What to work on: What is needed is an exact transcription of every record, minus the pictures.
The data: Begin
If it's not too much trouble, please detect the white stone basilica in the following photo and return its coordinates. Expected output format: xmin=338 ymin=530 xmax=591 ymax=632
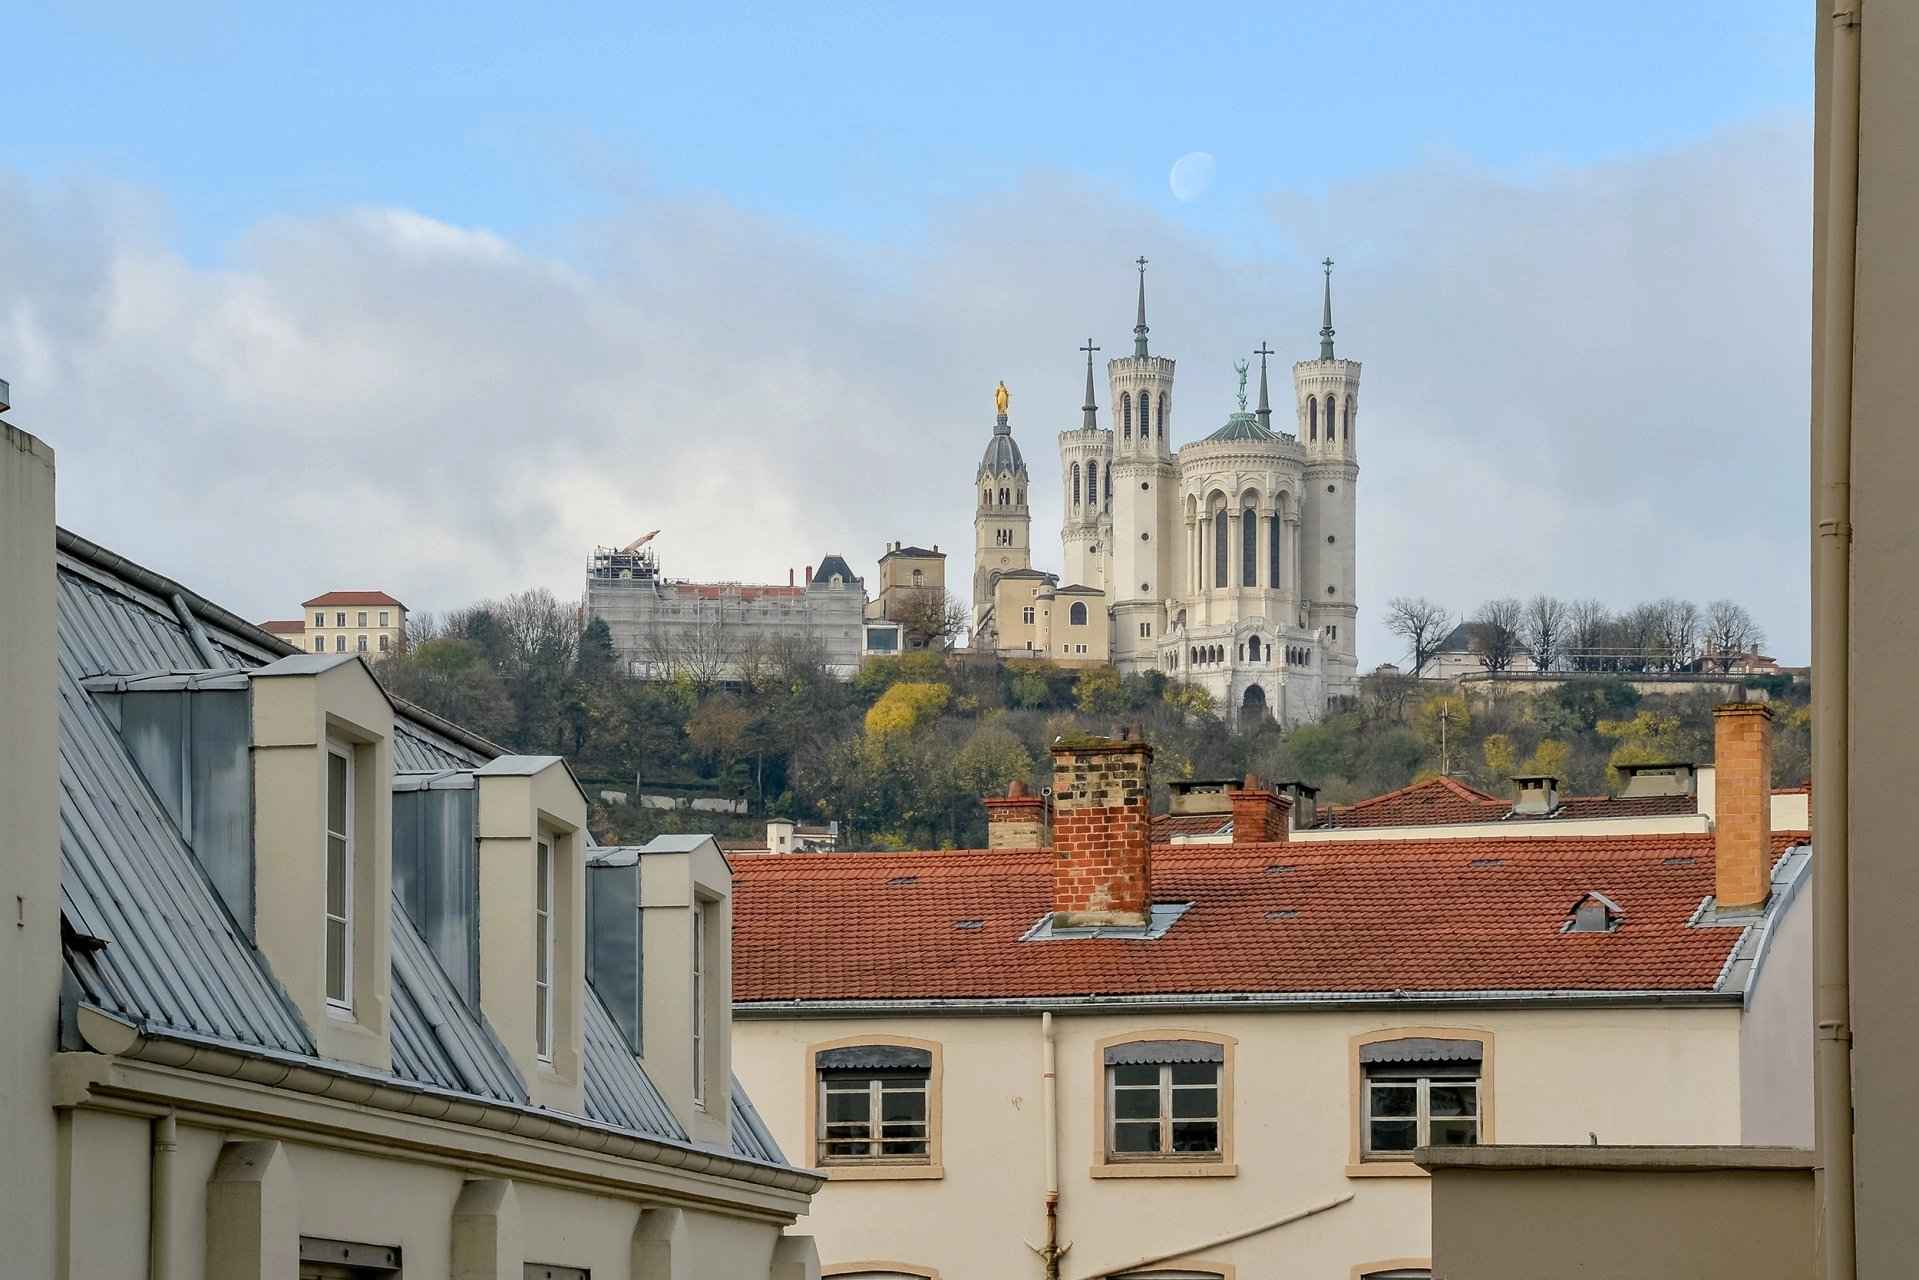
xmin=978 ymin=259 xmax=1360 ymax=727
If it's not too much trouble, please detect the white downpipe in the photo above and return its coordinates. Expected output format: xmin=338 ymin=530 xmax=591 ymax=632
xmin=1041 ymin=1010 xmax=1063 ymax=1279
xmin=1814 ymin=2 xmax=1861 ymax=1278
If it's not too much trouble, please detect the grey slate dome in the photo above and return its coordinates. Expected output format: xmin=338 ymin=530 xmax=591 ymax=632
xmin=1203 ymin=411 xmax=1280 ymax=444
xmin=977 ymin=413 xmax=1028 ymax=479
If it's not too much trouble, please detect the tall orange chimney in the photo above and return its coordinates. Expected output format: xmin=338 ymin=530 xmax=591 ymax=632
xmin=1713 ymin=702 xmax=1774 ymax=910
xmin=1049 ymin=731 xmax=1153 ymax=926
The data: End
Completed exercise:
If it's not too much trouble, please detect the white stone basilica in the following photo and return its coordinates. Expected output format: xmin=338 ymin=530 xmax=591 ymax=632
xmin=978 ymin=259 xmax=1360 ymax=727
If it's not too much trouble, please detect the white downpipe in the photo above and return its coordinates. Expected output format: xmin=338 ymin=530 xmax=591 ymax=632
xmin=1041 ymin=1010 xmax=1063 ymax=1279
xmin=1814 ymin=2 xmax=1861 ymax=1278
If it's not too much trouble, please detect the grey slate dome in the photo above and return its coordinates. Expected output format: xmin=338 ymin=530 xmax=591 ymax=632
xmin=1203 ymin=411 xmax=1280 ymax=444
xmin=977 ymin=413 xmax=1028 ymax=479
If it's not too much trouble, please detect the tall orange chimney in the photo above and return its coordinates. Expected output format: xmin=338 ymin=530 xmax=591 ymax=632
xmin=1713 ymin=702 xmax=1774 ymax=910
xmin=1049 ymin=731 xmax=1153 ymax=926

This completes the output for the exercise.